• PROVIDED ENTRIES:
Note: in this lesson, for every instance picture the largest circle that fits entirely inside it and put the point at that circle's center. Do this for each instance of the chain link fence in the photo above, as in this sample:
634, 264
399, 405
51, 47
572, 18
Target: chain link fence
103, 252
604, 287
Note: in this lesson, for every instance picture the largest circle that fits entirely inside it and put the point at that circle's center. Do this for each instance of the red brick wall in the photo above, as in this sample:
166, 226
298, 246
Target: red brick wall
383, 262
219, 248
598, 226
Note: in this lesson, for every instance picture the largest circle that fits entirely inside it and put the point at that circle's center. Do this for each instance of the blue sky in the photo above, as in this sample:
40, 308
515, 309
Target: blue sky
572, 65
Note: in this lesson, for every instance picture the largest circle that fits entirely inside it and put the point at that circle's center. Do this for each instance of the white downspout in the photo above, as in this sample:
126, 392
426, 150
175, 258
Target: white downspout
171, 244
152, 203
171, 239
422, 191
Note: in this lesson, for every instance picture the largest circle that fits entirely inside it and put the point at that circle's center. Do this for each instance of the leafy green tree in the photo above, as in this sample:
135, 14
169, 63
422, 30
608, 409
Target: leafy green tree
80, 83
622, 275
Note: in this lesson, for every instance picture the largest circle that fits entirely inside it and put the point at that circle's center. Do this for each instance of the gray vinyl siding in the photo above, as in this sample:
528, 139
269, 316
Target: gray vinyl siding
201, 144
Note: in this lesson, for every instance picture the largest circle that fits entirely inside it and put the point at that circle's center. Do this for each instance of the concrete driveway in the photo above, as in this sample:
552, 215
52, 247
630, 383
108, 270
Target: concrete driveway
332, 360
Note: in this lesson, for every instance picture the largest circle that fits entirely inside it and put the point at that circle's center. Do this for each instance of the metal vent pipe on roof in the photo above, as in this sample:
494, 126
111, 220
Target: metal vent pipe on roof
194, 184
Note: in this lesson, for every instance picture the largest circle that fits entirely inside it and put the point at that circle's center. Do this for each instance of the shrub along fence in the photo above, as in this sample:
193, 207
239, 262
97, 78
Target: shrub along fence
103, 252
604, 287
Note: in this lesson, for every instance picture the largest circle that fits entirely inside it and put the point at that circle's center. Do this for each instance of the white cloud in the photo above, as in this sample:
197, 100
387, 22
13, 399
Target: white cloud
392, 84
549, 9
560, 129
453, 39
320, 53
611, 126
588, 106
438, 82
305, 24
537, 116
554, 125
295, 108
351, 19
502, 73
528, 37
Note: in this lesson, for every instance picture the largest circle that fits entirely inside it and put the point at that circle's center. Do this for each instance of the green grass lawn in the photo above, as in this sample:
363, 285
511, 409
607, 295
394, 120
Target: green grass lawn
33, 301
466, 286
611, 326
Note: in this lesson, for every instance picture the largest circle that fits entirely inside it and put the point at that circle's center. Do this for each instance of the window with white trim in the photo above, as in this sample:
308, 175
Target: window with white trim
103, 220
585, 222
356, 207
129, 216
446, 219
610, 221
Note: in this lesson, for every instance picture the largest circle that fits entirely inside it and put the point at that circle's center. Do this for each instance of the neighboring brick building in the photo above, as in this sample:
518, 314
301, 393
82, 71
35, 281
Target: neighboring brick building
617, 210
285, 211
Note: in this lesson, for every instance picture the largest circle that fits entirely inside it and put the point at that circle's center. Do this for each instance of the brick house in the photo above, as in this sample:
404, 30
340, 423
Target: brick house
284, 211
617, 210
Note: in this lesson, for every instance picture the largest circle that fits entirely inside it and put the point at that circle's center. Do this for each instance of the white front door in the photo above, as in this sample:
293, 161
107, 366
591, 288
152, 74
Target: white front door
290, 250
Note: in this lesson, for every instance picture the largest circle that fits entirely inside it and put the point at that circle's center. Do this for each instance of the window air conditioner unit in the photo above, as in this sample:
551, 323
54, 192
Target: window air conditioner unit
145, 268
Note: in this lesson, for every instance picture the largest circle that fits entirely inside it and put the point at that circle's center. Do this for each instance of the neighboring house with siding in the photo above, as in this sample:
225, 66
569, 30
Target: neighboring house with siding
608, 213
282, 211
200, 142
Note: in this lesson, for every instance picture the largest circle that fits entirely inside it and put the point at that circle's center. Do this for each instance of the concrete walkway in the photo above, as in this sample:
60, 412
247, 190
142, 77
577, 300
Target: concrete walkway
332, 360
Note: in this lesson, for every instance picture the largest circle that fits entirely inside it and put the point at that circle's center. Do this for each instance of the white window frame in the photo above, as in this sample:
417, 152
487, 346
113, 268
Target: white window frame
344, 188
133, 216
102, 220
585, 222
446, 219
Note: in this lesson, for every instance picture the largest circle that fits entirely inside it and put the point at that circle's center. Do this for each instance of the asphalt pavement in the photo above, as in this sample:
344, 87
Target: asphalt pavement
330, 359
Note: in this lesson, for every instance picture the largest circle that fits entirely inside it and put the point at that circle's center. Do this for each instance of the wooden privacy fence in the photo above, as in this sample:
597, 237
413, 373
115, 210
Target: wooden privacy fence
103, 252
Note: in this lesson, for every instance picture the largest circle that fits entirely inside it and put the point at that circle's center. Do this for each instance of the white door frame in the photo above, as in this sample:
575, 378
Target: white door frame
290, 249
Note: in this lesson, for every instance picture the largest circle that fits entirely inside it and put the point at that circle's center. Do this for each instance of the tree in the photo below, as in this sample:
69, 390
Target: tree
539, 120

* * *

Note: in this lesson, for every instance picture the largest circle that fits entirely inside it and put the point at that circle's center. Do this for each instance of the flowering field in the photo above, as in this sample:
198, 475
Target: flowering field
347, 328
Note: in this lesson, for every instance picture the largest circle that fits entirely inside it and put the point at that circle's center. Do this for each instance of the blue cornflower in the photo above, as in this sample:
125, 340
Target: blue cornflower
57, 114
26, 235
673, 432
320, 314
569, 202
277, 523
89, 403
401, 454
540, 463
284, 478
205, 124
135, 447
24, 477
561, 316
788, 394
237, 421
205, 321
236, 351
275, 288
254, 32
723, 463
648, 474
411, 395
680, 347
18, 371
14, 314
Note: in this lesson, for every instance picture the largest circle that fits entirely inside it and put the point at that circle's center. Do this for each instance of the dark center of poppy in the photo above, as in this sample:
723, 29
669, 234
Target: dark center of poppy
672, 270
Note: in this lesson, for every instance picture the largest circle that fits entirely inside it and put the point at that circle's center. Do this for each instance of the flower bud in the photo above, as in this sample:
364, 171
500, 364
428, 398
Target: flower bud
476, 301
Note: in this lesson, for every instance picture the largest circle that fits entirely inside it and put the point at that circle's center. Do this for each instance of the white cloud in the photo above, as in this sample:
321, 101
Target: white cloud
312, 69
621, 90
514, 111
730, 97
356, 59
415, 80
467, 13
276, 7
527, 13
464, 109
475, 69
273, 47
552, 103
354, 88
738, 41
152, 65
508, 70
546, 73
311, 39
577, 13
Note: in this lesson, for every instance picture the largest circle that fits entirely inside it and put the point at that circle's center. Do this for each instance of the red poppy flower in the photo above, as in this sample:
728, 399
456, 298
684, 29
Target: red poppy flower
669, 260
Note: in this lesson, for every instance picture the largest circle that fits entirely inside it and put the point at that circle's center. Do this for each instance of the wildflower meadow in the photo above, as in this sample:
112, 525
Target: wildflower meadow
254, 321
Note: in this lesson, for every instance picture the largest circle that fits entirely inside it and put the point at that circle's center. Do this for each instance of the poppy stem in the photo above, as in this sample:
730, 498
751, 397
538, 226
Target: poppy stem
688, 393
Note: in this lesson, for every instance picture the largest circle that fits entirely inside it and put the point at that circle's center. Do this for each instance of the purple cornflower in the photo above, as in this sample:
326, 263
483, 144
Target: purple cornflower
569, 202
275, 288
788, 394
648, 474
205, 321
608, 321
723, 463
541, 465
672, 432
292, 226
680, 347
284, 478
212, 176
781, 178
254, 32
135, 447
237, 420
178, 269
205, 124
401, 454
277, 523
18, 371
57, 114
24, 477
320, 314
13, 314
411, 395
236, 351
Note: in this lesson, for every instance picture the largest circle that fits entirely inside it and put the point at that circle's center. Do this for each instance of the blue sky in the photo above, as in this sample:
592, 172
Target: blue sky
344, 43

--

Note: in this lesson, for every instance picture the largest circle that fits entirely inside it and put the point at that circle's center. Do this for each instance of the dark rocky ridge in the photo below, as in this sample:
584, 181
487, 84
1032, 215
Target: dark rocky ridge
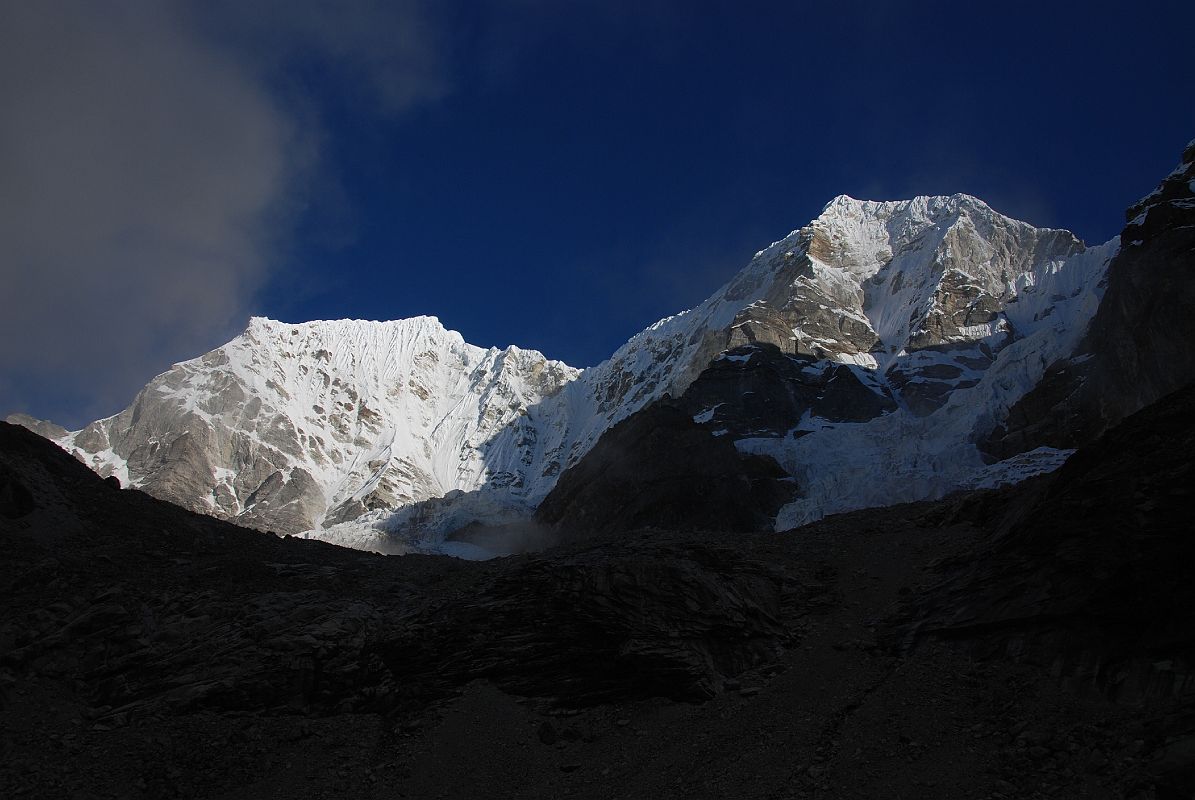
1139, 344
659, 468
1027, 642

• PROBLEM REQUIREMENTS:
Exact duplication is required for the lines above, from the line that contains "the dark center" to the line that contains "the flower bud", inclusive; omit all others.

• RESULT OF THE TASK:
Note: in this lesson, for every instance picture the largest circle that fits entirely inside it and put the point at that circle's center. Do this for each instance of the dark center of poppy in the photo above, as in this sample:
723, 29
669, 234
Target: dark center of poppy
672, 270
Note: in this lesson, for every instance picture the largest circle that fits entirely inside it and put the point at that circle's center. Do this for each instance of the flower bud in the photo above, as in this sample:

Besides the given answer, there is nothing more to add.